*Written problem*:
Gather every line below that contains the string "water", matching case exactly.

(Extracted data entries)
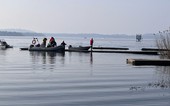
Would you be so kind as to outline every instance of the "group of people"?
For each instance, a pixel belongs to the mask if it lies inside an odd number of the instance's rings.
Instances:
[[[38,43],[38,44],[37,44],[37,43]],[[39,43],[39,41],[38,41],[37,38],[33,38],[32,44],[30,45],[30,47],[46,47],[46,43],[47,43],[47,38],[44,38],[44,39],[43,39],[43,42],[42,42],[41,44]],[[92,48],[93,48],[93,43],[94,43],[93,38],[91,38],[91,39],[90,39],[91,50],[92,50]],[[65,46],[66,43],[63,41],[63,42],[61,43],[61,45]],[[48,43],[47,47],[55,47],[55,46],[57,46],[57,43],[56,43],[54,37],[51,37],[50,40],[49,40],[49,43]]]
[[[41,44],[39,43],[37,38],[33,38],[31,46],[32,47],[34,47],[34,46],[36,46],[36,47],[46,47],[46,44],[47,44],[47,38],[44,38]],[[66,45],[64,43],[64,41],[61,44]],[[47,47],[55,47],[55,46],[57,46],[57,43],[56,43],[54,37],[51,37],[50,40],[49,40],[49,43],[47,44]]]

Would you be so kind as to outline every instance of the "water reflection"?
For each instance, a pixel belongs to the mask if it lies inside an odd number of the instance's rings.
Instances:
[[[56,52],[30,52],[32,57],[33,64],[42,63],[42,64],[56,64],[56,57],[61,57],[62,63],[64,64],[65,53],[56,53]]]
[[[156,67],[156,78],[157,81],[149,83],[149,86],[170,88],[170,66]]]

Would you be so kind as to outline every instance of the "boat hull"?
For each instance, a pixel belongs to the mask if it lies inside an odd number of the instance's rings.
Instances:
[[[29,51],[46,51],[46,52],[65,52],[65,46],[56,47],[30,47]]]

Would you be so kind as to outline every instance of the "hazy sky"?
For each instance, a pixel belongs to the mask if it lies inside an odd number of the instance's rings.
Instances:
[[[0,0],[0,29],[136,34],[170,27],[170,0]]]

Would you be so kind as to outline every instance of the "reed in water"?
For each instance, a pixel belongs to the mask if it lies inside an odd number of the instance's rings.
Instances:
[[[156,45],[158,49],[163,49],[160,51],[161,57],[170,59],[170,29],[159,32]]]

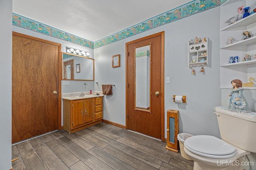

*Response to the exercise*:
Would you be so kind as to outline every instance of the "water reflection"?
Would you be so kind as to outline every instance of the "reed in water"?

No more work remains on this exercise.